GIVEN TEXT:
______

Then there was the time another male student wanted to use the restroom on a day a substitute teacher was filling in for me, but the kid had already used all of his passes. The sub followed procedure and refused…no pass, no exit from the class. The kid got defiant, then walked over to the trash can and pretended to piss in it, which apparently got a lot of laughs from the rest of the class. This kid also had a history of behavior problems and was not what you’d call an academic all-star. Still, he sometimes tried hard enough that I once bumped his D to a C so he could stay on the football team. When I returned to class the day after the incident, I wrote him up for his inappropriate behavior and had him call home. He got a hold of his mother and proceeded to blame me for not letting him use the bathroom (even though I wasn’t there and only reacting to the sub’s report). He conveniently left out the trashcan portion, and when she demanded to speak to me, she began with, “Listen, motherfucker…” before accusing me of picking on her son (even though I was the one responsible for keeping him on the football team). When I explained he was being written up for pretending to piss in a trashcan, she replied, “Well, did he actually do it?” When I replied no, she went off on me again. I guess it’s okay to pretend to piss in a trashcan as long as you don’t actually whip it out. Yeah, try that at your job and see how long you stay employed.

It’s stuff like that they do not prepare you for in college. Nor is it kind of stuff depicted in movies about teachers. Most movies featuring teachers fall under the following categories:

  • Teachers who are so righteous that their sainthood is all but guaranteed (Goodbye Mr. Chips).
  • Teachers who are villainous, indifferent and authoritative boobs worthy of audience ridicule (nearly every teen movie and rock video from the 80s).
  • New teachers so dedicated to their jobs that they buck the system and single-handedly change the lives of students who’d be in prison if it weren’t for their efforts (Stand and Deliver, Dangerous Minds, Freedom Writers, Lean on Me, Take the Lead, Coach Carter, ad nauseam). And of course, most movies which fall under that last category are “based on a true story”.
  • Teachers who have had enough, and are driven to use violent force in order to make things right (The Substitute, The Principal, One Eight Seven, Class of 1984). Actually, in the case of The Substitute, the main character, played with gusto by Tom Berenger, isn’t a real teacher; he’s mercenary who goes undercover at a Florida high school to find out who assaulted his girlfriend. But he does utter one line which damn near ever teacher I’ve ever met would love to lay on their students on the first day: “Fuck with me and you will face my wrath!”
  • Finally, there are those teachers who didn’t initially set-out to be teachers. Usually, they have loftier goals but must settle on something less. Only during the course of the movie do they truly discover the impact they have had on their kids, and now teaching is all they want to do. It’s also amazing how quickly most of these characters are able to attain a teaching license. I had to attended six years of college to attain the same credentials these characters apparently were able to bang-out in a weekend.

______

DATA:
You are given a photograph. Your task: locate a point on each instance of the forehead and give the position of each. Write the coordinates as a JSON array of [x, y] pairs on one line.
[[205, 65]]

______

REQUIRED WORK:
1. Transcribe the teaching essay between "It’s stuff like" and "(Goodbye Mr. Chips).", inclusive.
2. According to the teaching essay, which actor played the main character in The Substitute?
3. Write the next part of the teaching essay, picking up after its final sentence.

ANSWERS PER TASK:
1.
It’s stuff like that they do not prepare you for in college. Nor is it kind of stuff depicted in movies about teachers. Most movies featuring teachers fall under the following categories:

  • Teachers who are so righteous that their sainthood is all but guaranteed (Goodbye Mr. Chips).

2. Tom Berenger

3.
Mr. Holland's Opus falls under that last category. Richard Dreyfuss plays the title character, a musician with dreams of being a successful composer, but is forced to support his family by becoming a music teacher at an Oregon high school. He considers himself a musician, not an educator, and hates the daily grind of teaching and all that entails (troubled students, dealing with administrators, the conflict his job has with his ultimate goals). The film covers roughly 30 years of his career, and the whole time he’s thinking he’s been a failure, until he’s ultimately forced into retirement due to budget cuts. By now, teaching is all he wants to do. The film climaxes with a high school assembly, where dozens of former students show up to give tribute by performing the magnum opus he’d been working on for decades. Only then does Holland realize that his true calling wasn’t writing music; it was touching the lives of so many of his students, almost all of whom became successful adults.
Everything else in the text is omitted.